[Named-object pointing records]
>> BEGIN
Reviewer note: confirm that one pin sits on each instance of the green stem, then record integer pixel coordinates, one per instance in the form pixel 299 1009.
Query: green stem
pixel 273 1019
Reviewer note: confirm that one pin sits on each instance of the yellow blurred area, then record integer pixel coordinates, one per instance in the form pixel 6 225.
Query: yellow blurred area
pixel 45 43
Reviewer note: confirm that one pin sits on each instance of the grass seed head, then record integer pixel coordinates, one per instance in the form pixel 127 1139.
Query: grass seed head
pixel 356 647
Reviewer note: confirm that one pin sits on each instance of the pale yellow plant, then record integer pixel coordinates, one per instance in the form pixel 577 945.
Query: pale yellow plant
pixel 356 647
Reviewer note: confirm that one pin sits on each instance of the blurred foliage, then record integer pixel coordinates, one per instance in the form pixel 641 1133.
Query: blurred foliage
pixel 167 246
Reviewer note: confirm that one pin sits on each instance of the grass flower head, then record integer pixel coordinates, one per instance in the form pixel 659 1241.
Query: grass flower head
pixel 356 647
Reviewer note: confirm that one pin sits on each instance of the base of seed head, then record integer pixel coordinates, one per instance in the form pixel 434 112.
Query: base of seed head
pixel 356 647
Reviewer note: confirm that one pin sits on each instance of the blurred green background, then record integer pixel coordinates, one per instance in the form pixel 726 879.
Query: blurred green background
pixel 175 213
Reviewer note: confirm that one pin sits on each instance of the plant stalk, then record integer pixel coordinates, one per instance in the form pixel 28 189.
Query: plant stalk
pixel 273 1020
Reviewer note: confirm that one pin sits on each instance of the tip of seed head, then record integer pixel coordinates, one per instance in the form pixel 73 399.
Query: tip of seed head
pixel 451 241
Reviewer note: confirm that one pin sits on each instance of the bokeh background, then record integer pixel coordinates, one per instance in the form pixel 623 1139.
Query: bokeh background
>> END
Directive:
Exact output of every entry is required.

Correct output:
Reviewer note: confirm that one pin sits on each instance of the green stem, then record integer pixel coordinates, one per instance in the form pixel 299 1009.
Query: green stem
pixel 273 1019
Reviewer note: confirm that one pin sits on each instance of the yellow blurred area, then record integer pixel coordinates, one per instance in the form pixel 6 225.
Query: yellow blurred area
pixel 45 43
Reviewer note: confirm that one pin sits on each instance of the grass seed head, then record integer pixel coordinates, one per instance in the form pixel 127 1139.
Query: grass seed head
pixel 356 647
Reviewer note: confirm that one pin sits on each instance of the pale yellow plant, then record integer pixel coordinates, one per instance in the form pixel 577 945.
Query: pale yellow plant
pixel 356 647
Reviewer note: confirm that one pin sits on each instance of the blurred foliage, then record integer pixel coordinates, one per instance in the form pixel 641 1133.
Query: blurred foliage
pixel 167 246
Reviewer note: confirm that one pin sits on each instance of the grass flower head, then record integer pixel coordinates, one per instance in the form pixel 659 1241.
Query: grass flower head
pixel 356 647
Reviewer note: confirm that one pin sits on each instance of the base of seed head, then record integer pixel coordinates, one per instance in the form pixel 434 112.
Query: base of seed head
pixel 356 647
Reviewer note: confirm that one pin sits on each instance of the blurred green background, then record integer pixel coordinates, one per instance in the form pixel 726 879.
Query: blurred green background
pixel 175 213
Reviewer note: confirm that one pin sits on each instance of the plant stalk, then record integer pixel coordinates, one per instance in the form pixel 28 189.
Query: plant stalk
pixel 273 1020
Reviewer note: confirm that one pin sits on each instance of the tip of seed head, then record integer pixel coordinates, one per instance in the form pixel 73 399.
Query: tip of seed head
pixel 451 241
Reviewer note: confirm that one pin sits on each instance of the bokeh background, then record integer pixel coordinates, one per instance in the form pixel 623 1139.
Query: bokeh background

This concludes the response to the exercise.